Exercise
Go over the entries below line by line, copying each one that contains the word "microwave".

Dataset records

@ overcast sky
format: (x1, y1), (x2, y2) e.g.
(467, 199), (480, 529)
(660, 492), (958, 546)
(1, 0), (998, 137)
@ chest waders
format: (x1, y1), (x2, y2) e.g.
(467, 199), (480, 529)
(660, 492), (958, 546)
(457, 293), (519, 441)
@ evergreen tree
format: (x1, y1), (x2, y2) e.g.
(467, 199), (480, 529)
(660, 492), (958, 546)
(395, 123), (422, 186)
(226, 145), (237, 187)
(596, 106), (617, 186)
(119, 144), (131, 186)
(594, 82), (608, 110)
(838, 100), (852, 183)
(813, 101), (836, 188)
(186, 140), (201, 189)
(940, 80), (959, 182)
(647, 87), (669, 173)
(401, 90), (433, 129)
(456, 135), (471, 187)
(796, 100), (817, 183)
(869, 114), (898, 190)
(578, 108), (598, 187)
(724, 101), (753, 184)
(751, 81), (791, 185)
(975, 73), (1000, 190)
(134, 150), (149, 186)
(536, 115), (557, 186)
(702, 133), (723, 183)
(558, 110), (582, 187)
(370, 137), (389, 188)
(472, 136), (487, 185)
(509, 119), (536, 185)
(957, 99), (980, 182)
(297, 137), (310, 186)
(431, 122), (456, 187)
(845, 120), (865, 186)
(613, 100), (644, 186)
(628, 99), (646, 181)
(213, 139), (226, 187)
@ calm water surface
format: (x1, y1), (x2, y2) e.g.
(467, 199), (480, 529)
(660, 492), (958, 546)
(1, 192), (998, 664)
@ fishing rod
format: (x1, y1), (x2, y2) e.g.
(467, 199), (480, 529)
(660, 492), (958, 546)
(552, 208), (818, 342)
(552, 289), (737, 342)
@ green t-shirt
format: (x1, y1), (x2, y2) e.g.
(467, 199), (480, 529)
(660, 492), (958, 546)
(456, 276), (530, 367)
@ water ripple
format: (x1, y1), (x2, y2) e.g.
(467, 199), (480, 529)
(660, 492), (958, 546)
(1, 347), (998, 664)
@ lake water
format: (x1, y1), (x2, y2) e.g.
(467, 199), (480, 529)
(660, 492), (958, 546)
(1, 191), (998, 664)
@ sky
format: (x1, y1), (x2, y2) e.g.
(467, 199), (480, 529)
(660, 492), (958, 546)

---

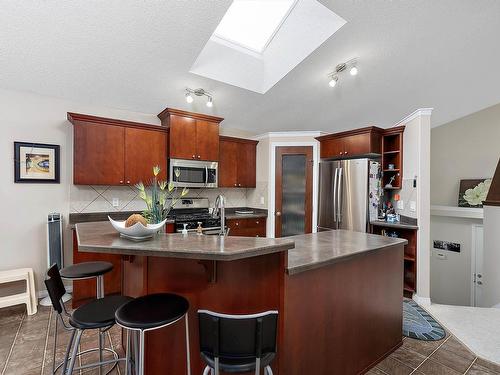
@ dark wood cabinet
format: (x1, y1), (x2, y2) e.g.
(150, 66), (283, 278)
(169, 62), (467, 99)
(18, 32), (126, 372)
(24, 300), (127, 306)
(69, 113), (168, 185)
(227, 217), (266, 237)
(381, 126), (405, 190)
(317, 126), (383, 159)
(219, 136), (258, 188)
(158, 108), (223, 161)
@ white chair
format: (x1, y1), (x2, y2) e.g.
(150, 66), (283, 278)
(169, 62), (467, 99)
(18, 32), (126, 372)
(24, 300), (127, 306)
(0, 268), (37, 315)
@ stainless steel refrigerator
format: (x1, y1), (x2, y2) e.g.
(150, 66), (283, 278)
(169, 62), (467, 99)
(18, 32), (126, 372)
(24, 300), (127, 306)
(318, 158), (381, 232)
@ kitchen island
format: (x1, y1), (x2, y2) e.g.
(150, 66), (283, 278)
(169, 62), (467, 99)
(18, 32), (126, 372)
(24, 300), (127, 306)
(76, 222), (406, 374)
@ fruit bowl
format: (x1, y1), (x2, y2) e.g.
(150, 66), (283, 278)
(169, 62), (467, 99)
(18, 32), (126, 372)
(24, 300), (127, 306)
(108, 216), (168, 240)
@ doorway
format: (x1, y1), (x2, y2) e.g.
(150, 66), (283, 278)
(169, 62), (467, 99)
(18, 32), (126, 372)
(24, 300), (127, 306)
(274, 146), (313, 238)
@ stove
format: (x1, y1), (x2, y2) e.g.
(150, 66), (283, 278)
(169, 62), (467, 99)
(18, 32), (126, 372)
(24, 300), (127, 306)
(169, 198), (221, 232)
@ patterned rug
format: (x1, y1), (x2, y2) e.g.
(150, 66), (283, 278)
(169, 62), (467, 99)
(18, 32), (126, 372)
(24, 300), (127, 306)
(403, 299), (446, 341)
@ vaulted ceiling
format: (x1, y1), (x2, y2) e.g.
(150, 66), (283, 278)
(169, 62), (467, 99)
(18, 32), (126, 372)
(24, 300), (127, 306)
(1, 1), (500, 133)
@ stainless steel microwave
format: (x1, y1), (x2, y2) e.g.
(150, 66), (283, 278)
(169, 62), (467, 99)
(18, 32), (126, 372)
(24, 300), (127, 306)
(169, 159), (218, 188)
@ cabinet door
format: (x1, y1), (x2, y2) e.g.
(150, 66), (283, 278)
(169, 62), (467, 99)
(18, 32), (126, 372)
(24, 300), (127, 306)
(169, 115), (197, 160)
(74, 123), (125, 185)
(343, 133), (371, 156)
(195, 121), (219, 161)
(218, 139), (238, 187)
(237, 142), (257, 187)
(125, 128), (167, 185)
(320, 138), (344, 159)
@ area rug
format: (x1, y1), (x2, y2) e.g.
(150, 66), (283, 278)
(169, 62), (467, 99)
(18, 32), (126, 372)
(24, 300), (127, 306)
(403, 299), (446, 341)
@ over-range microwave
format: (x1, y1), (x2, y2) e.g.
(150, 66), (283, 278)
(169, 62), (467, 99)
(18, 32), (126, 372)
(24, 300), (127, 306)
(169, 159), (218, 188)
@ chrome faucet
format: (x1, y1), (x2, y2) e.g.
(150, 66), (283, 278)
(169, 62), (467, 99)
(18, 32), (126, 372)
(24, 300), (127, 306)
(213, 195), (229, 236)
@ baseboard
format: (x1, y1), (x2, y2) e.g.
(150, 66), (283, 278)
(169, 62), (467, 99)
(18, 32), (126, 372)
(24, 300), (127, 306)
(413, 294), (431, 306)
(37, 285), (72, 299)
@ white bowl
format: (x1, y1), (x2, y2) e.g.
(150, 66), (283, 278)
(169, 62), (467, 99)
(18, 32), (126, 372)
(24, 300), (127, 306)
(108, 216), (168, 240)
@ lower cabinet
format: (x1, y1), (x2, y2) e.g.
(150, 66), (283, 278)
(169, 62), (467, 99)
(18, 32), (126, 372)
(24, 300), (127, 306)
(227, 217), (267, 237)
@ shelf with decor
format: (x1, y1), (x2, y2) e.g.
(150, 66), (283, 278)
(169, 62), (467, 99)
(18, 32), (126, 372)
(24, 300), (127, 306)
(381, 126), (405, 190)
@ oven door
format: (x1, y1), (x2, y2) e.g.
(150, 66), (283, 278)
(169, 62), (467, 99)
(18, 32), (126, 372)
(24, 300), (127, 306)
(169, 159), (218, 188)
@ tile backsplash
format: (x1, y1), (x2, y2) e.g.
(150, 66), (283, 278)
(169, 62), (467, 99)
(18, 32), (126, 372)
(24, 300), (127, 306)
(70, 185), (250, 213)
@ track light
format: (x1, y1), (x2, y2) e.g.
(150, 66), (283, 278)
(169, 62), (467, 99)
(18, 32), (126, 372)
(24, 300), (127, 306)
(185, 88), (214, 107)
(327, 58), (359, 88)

Solution to this task
@ stainless steel microwave
@ over-range microwave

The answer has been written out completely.